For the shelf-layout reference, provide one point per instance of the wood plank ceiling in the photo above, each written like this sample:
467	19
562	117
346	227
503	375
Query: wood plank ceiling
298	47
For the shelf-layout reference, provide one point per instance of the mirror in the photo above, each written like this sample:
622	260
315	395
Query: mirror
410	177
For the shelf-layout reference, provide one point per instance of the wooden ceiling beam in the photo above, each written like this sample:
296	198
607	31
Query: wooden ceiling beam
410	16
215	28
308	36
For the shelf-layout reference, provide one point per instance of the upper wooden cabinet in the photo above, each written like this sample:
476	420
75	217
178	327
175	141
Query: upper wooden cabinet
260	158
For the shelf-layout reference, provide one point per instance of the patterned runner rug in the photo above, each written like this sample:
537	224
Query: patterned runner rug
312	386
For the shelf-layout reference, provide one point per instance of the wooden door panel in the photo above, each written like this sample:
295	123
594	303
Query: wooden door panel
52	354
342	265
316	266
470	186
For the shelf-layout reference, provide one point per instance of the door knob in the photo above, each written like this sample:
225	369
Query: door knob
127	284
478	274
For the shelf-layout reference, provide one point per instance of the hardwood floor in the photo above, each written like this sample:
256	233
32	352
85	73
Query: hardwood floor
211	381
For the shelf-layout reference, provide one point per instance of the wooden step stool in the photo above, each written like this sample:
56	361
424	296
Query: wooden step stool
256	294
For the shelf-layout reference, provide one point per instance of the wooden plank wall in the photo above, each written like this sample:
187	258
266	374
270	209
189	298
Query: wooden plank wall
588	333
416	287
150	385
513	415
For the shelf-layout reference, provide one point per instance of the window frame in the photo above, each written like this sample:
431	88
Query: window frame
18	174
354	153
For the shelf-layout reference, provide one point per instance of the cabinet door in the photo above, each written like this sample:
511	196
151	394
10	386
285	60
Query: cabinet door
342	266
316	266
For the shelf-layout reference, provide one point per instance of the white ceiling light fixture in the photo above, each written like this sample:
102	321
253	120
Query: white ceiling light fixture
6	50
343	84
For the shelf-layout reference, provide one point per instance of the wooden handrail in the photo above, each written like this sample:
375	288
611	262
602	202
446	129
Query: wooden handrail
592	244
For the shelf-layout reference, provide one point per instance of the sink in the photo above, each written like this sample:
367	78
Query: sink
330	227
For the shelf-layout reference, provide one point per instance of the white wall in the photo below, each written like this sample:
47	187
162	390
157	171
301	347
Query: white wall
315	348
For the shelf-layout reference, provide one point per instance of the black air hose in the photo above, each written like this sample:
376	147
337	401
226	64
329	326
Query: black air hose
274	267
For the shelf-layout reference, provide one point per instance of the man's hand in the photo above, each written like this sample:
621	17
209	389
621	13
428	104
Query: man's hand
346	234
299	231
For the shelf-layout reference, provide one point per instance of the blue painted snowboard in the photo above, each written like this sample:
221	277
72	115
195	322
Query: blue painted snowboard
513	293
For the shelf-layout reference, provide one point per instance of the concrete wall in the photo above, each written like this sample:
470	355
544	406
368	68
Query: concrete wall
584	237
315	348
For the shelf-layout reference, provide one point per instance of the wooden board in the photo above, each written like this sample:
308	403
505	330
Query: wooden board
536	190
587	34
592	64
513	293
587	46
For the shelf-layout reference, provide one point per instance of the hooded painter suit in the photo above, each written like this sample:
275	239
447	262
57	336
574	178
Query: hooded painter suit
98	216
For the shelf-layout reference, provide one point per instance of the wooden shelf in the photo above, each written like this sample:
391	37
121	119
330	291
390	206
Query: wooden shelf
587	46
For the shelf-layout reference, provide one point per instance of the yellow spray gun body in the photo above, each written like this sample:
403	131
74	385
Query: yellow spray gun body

- **EXERCISE DETAILS**
Please reproduce all of the records above word for word.

- **EXPECTED ANSWER**
For the shelf-layout reference, provide one point per instance of the wood plank ceiling in the photo above, each written like this sample:
467	19
562	117
346	227
503	375
Query: wood plank ceiling
298	47
For the shelf-layout reference, provide one point per instance of the mirror in the photo above, each written like this sample:
622	260
315	395
Query: mirror
410	177
For the shelf-layout reference, provide one point per instance of the wooden ceiling beam in the photo above, each written like this sample:
296	198
607	31
Query: wooden ceiling beam
410	16
215	28
308	36
For the shelf-layout reference, provide one point per instance of the upper wooden cabinet in the photo above, each written like this sample:
476	420
75	217
178	327
175	141
Query: upper wooden cabinet
260	158
For the shelf-layout reference, provide one point per instance of the patterned runner rug in the photo above, each written like this sample:
537	224
Query: patterned runner rug
312	386
For the shelf-layout reference, provide one point per instance of the wooden door panel in the photo above, each written like this sample:
295	123
594	303
Query: wooden door panel
52	354
342	265
316	266
470	186
For the shelf-layout reference, provide one point per instance of the door knob in the photo above, each written like this sample:
225	369
Query: door knob
127	284
478	274
For the shelf-layout reference, provide one point per instance of the hardwood floor in the photo above, each written like this sample:
256	233
32	352
85	73
Query: hardwood floor
211	381
For the shelf-layout reference, provide one point per instance of the wooden step stool in the photo above, each written like this sample:
56	361
424	296
Query: wooden step stool
256	294
For the shelf-layout reference, provide one point per instance of the wooden plank wall in the photo above, each written like this sample:
187	258
266	374
270	209
189	298
Query: wooden plank wall
588	333
416	287
150	385
513	415
For the shelf-layout reference, provide one point per instance of the window frame in the photo above, each written like this sample:
431	88
Query: window frame
18	174
354	153
For the shelf-layout reference, provide one point per instance of the cabinet door in the photo above, each written like this sample:
511	196
151	394
10	386
285	60
Query: cabinet door
342	266
316	266
For the shelf-layout reference, provide one point per instance of the white ceiling light fixture in the photo above, each written like this sample:
102	321
253	120
Query: white ceiling light fixture
6	50
343	84
For the shelf-layout reference, provide one point per instance of the wooden handrail in the photo above, each written like this sample:
375	288
611	262
602	202
446	129
Query: wooden handrail
592	244
For the shelf-layout reference, provide one point per instance of the sink in the photo above, each written like this sample:
367	78
Query: sink
330	227
For the shelf-layout reference, provide one point per instance of the white wall in the photo below, each written like this sample:
47	187
162	390
157	171
301	347
Query: white wall
315	348
For the shelf-layout reference, provide one point per instance of the black air hose in the photo above, each written like this sample:
376	147
337	401
226	64
329	326
Query: black air hose
274	267
For the shelf-layout reference, provide one point per instance of the man's hand in the photo above, each written like this sample:
621	17
209	389
621	13
428	104
Query: man's hand
346	234
299	231
For the shelf-layout reference, provide one point per instance of the blue painted snowboard in the photo above, each written like this sample:
221	277
72	115
195	322
Query: blue painted snowboard
513	293
For the shelf-layout reference, provide one point per instance of the concrete wall in the photo above, each written like this sample:
470	355
544	406
368	68
Query: concrete wall
584	237
315	348
For the shelf-layout reference, provide one point per instance of the wooden board in the photo above, each written like this sample:
308	403
505	330
Query: wooden board
536	190
587	34
592	64
513	293
587	46
For the shelf-layout reference, provide one point per instance of the hooded painter suit in the photo above, each written like this sample:
275	239
447	262
57	336
574	178
Query: hooded painter suit
98	216
For the shelf-layout reference, provide one point per instance of the wooden shelf in the photo above, each written like this sample:
391	37
121	119
330	291
390	206
Query: wooden shelf
587	46
For the shelf-layout reference, provide one point per instance of the yellow spray gun body in the photo above, each written like this sample:
403	131
74	385
Query: yellow spray gun body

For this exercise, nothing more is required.